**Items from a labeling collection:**
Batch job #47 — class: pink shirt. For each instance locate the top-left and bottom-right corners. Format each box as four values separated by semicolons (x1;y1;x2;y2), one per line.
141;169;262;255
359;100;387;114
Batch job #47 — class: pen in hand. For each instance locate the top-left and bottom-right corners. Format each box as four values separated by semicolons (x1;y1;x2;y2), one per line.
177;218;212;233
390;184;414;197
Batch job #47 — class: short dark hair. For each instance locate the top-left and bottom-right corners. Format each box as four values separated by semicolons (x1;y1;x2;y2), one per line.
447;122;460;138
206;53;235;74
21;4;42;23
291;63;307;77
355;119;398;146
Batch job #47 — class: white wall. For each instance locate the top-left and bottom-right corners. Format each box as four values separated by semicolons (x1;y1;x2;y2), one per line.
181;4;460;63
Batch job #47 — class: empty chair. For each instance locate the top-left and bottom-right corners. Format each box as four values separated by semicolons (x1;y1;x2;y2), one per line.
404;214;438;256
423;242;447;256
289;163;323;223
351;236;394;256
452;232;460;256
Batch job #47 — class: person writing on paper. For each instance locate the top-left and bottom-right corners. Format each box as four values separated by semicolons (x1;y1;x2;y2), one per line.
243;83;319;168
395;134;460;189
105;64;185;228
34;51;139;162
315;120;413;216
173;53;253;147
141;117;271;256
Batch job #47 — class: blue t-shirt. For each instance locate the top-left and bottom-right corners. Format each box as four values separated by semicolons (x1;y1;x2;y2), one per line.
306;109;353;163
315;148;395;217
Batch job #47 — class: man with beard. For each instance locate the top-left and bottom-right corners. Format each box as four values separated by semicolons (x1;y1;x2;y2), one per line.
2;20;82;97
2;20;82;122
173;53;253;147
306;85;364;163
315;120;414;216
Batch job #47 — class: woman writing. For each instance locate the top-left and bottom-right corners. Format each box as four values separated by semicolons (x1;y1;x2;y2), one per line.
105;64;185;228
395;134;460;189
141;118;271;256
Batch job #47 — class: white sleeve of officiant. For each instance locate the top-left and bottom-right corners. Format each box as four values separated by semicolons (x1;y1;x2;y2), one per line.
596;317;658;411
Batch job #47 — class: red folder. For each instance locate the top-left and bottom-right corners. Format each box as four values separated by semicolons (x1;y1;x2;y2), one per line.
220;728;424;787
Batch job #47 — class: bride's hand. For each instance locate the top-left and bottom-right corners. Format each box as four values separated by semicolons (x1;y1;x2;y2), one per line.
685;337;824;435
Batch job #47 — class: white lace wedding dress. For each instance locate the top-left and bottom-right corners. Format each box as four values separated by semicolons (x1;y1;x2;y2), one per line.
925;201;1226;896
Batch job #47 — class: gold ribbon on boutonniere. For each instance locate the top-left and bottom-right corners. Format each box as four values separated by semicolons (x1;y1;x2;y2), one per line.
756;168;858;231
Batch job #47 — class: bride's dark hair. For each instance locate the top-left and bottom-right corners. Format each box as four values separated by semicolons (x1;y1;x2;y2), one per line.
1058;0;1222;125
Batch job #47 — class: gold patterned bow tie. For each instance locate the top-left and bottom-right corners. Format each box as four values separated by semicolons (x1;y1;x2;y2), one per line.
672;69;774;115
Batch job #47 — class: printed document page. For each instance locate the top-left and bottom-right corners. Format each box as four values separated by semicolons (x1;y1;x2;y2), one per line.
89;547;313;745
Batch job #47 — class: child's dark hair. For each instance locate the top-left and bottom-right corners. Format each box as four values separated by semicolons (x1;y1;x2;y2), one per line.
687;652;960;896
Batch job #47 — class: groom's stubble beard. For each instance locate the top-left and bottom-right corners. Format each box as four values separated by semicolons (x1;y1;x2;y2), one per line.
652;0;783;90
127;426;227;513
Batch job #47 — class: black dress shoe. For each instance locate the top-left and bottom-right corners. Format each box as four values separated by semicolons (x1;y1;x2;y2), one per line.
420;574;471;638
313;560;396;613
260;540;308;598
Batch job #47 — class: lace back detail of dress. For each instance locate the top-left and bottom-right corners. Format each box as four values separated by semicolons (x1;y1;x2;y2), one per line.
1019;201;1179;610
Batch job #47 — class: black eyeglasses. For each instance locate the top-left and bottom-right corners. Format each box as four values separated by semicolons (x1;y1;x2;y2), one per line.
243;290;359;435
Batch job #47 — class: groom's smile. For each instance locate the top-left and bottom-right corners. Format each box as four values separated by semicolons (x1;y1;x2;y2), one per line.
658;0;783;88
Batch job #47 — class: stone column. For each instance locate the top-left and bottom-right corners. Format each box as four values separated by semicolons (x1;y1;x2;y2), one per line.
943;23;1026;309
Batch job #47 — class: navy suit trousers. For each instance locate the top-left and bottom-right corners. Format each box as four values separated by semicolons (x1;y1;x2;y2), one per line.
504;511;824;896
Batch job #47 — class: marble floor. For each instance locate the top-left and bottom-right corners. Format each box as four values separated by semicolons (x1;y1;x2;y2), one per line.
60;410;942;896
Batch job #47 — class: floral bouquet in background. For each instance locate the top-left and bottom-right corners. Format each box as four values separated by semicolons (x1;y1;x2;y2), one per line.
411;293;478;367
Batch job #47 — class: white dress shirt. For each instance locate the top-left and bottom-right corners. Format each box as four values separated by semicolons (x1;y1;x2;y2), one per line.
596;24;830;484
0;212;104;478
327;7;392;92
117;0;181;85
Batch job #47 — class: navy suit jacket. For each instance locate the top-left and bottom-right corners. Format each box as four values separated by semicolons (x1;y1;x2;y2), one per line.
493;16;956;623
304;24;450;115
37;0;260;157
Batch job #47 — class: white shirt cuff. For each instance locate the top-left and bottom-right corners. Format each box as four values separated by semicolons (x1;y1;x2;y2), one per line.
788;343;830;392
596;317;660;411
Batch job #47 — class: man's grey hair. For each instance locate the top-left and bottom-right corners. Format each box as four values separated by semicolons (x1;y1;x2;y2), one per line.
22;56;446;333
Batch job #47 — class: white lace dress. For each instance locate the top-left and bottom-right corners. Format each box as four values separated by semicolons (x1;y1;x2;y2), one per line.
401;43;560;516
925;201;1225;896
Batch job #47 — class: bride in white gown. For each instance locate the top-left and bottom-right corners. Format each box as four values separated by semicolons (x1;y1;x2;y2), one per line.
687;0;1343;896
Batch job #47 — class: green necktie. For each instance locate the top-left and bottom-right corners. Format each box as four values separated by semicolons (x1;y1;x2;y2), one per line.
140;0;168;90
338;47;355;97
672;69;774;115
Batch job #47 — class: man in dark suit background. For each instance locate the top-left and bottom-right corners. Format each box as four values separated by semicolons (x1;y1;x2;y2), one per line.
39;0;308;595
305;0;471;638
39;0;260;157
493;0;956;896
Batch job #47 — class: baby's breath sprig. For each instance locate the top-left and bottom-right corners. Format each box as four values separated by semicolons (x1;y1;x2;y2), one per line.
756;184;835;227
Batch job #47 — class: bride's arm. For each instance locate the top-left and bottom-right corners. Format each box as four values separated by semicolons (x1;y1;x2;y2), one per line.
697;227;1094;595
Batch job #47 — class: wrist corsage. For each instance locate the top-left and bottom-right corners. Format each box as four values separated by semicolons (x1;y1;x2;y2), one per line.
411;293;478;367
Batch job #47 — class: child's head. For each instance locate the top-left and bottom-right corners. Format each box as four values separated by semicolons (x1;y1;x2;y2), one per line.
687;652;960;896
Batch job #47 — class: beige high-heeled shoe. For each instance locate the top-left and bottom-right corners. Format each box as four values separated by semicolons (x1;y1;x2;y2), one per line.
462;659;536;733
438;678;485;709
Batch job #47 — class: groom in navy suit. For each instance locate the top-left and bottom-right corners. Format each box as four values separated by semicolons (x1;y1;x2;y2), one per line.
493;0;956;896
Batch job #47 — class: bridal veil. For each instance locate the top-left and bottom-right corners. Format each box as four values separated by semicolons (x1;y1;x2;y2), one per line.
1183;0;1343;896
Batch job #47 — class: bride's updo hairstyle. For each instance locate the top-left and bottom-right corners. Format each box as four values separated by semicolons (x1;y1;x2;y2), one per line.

**WRITTEN EXERCISE:** Give the lines from the first one through the line with "359;100;387;114" as a Markdown table with the columns Row and Line, skipping any blank lines.

**RESPONSE BELOW:**
| Row | Line |
|---|---|
| 1 | Batch job #47 — class: pink shirt. For each instance locate the top-left and bottom-right corners. Format each box as four values separated by semicolons (x1;y1;x2;y2), one per line. |
| 2 | 141;169;262;255 |
| 3 | 359;100;387;114 |